━━━ Stored rows ━━━

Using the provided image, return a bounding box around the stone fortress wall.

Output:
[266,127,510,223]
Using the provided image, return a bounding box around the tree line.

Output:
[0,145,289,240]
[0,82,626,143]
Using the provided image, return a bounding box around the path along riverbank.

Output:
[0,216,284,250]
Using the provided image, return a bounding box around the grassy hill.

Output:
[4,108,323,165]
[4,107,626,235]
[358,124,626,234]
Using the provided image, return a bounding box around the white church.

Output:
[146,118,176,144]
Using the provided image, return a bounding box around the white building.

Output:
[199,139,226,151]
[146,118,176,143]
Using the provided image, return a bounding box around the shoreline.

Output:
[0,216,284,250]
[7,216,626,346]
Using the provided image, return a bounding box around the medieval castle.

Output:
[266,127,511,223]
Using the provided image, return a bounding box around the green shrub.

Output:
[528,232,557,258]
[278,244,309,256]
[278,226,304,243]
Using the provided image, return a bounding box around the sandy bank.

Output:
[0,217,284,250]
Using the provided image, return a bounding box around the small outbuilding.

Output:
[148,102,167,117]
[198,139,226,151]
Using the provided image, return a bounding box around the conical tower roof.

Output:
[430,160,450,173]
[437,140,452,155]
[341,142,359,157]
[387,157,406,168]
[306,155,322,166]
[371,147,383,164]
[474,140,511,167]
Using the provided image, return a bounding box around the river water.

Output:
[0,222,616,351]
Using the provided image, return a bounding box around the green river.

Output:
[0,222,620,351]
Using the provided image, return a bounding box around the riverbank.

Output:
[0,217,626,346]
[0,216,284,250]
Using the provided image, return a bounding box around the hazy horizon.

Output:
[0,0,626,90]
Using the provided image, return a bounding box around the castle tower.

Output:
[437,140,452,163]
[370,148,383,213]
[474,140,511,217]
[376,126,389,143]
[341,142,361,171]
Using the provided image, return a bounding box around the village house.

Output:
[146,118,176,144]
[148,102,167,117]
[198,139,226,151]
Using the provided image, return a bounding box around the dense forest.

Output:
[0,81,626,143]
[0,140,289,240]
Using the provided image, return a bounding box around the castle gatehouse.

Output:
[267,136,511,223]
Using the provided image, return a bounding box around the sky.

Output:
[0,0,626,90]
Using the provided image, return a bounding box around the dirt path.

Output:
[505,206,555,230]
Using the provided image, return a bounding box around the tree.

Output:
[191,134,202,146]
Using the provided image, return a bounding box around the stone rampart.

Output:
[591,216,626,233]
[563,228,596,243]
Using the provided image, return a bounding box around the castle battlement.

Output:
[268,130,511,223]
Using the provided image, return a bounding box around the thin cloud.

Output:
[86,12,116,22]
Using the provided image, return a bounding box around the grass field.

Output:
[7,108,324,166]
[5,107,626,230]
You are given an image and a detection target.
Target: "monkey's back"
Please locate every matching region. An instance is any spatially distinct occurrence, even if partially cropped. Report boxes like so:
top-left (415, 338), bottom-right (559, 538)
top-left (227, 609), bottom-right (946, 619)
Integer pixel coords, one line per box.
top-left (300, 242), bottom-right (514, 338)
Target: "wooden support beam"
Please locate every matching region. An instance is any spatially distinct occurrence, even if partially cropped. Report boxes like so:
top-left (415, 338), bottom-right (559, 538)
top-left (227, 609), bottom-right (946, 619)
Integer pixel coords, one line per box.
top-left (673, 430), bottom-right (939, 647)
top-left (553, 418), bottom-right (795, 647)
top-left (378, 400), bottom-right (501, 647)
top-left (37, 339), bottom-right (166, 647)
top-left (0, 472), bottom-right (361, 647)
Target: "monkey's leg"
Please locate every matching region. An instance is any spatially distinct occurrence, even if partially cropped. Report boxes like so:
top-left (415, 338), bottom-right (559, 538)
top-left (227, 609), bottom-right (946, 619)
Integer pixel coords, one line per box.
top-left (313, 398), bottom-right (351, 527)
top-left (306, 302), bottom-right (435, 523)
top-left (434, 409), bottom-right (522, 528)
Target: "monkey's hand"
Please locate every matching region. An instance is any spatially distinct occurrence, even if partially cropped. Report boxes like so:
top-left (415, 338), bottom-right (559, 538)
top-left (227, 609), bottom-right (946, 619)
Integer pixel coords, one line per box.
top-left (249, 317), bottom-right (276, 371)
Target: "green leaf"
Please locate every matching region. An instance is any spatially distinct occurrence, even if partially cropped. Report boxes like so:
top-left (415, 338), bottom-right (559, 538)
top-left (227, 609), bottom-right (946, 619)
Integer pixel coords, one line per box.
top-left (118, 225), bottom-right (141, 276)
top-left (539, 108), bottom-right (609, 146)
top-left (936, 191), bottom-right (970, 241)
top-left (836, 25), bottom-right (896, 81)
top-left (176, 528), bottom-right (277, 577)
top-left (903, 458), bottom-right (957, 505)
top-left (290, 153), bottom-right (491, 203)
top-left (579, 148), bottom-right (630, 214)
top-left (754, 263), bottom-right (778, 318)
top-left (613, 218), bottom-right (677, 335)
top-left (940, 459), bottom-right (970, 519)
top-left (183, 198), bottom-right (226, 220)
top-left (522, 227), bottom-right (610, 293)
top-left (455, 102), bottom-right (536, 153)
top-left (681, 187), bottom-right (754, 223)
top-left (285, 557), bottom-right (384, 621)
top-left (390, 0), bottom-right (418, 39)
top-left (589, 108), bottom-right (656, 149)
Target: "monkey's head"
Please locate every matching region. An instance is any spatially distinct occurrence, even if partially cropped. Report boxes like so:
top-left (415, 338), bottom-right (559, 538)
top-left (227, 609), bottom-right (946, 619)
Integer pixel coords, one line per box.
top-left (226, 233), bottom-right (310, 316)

━━━

Rewrite the items from the line containing "around the riverbank." through the line containing "[341,142,361,171]", replacing "Output" with "Result" and leaving everything else unchanged. Return only those lines.

Response:
Using the provided image, return a bounding box around the riverbank.

Result:
[0,217,626,346]
[0,216,284,250]
Using the provided image, return a bounding box around the hazy horizon.

Result:
[0,0,626,90]
Using the provided image, return a bounding box around the castle tower.

Result:
[437,140,452,163]
[370,148,383,213]
[474,140,511,217]
[376,126,389,143]
[341,142,361,171]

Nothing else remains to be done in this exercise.